## Stored data
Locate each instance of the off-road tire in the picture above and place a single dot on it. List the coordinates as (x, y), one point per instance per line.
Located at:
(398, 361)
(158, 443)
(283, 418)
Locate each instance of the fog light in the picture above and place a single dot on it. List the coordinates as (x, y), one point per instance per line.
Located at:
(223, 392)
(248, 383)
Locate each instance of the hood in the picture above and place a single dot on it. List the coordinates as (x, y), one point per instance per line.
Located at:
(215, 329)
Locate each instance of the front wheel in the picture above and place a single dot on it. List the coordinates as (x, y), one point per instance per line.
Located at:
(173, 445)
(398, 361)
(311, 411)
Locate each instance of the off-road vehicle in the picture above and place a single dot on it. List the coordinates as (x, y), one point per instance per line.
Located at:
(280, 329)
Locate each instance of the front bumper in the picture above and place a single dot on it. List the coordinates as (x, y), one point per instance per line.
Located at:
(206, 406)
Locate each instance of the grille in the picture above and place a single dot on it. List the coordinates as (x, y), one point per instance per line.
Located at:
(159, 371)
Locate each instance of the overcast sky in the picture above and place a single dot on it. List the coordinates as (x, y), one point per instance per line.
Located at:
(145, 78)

## Exercise requirements
Output the records as a JSON list of strings, one string per line and no blank lines. Begin at the line containing "Locate each instance of the front bumper" and continue through the final line of the records.

## Written response
[
  "Locate each instance of the front bumper in the picture above and place a single dot on it. List the coordinates as (x, y), one point per instance per line.",
  "Located at:",
  "(206, 406)",
  "Locate each instance of the grille in the picture above and place a single dot on it. List the coordinates as (x, y), one point per instance per line.",
  "Located at:",
  "(159, 371)",
  "Locate each instance of the overcast sky in the picture above and place a single dot on it. List the coordinates as (x, y), one point per instance per line.",
  "Located at:",
  "(145, 78)"
]